* Stated task
Find "Identify the lotus" in the data, then restate the line it sits in and every later line word for word, ending with the last line.

* Exercise inputs
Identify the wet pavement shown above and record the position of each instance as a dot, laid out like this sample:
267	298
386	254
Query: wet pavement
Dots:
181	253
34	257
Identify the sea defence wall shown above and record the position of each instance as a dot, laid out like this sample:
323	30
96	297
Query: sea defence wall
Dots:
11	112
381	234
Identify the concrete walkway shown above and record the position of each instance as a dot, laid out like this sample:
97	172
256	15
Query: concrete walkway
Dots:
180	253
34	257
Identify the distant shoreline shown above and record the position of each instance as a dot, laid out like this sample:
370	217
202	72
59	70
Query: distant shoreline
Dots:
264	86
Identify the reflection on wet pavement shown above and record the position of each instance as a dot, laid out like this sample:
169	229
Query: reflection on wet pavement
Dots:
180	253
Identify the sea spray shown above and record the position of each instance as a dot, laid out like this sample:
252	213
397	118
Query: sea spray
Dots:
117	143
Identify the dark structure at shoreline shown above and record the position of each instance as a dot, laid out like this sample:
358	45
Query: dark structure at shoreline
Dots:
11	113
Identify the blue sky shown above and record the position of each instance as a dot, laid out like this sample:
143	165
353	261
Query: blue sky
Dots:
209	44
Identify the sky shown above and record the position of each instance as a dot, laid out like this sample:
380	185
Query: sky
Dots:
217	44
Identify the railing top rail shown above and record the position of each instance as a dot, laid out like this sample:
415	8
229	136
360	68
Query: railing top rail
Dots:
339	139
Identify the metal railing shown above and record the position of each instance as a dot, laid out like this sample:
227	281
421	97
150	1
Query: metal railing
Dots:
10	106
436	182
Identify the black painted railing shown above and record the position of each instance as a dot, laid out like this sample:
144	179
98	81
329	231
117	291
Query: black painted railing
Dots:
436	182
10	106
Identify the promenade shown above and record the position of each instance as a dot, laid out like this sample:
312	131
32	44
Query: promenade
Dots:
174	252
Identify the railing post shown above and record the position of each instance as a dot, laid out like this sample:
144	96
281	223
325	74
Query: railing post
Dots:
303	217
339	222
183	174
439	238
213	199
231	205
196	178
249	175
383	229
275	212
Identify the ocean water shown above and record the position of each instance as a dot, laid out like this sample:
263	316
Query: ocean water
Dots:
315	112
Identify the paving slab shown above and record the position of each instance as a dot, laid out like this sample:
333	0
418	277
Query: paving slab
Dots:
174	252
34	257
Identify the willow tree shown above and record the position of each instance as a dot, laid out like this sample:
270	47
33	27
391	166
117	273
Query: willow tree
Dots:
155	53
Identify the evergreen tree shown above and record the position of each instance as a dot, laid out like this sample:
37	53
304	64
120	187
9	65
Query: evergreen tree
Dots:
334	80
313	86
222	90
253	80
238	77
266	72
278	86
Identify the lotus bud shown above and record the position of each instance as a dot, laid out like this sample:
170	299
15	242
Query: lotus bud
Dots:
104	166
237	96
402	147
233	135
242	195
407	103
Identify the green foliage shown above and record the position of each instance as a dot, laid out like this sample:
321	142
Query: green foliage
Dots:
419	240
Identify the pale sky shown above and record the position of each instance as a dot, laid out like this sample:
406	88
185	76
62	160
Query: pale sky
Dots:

* Solution for this exercise
Identify the lotus bud shown above and record the position of each instance as a dot, laid out like this sample:
170	299
15	242
Query: lotus bud
Dots:
104	166
237	96
402	147
233	135
242	195
407	103
Identify the green foliage shown above and record the position of each instance as a dot, laid out like this sample:
321	142
Query: green foliage
Dots:
419	240
Identify the pale sky shown above and record the position of each instance as a dot, laid out like this sample:
406	88
185	76
62	160
Query: pale sky
Dots:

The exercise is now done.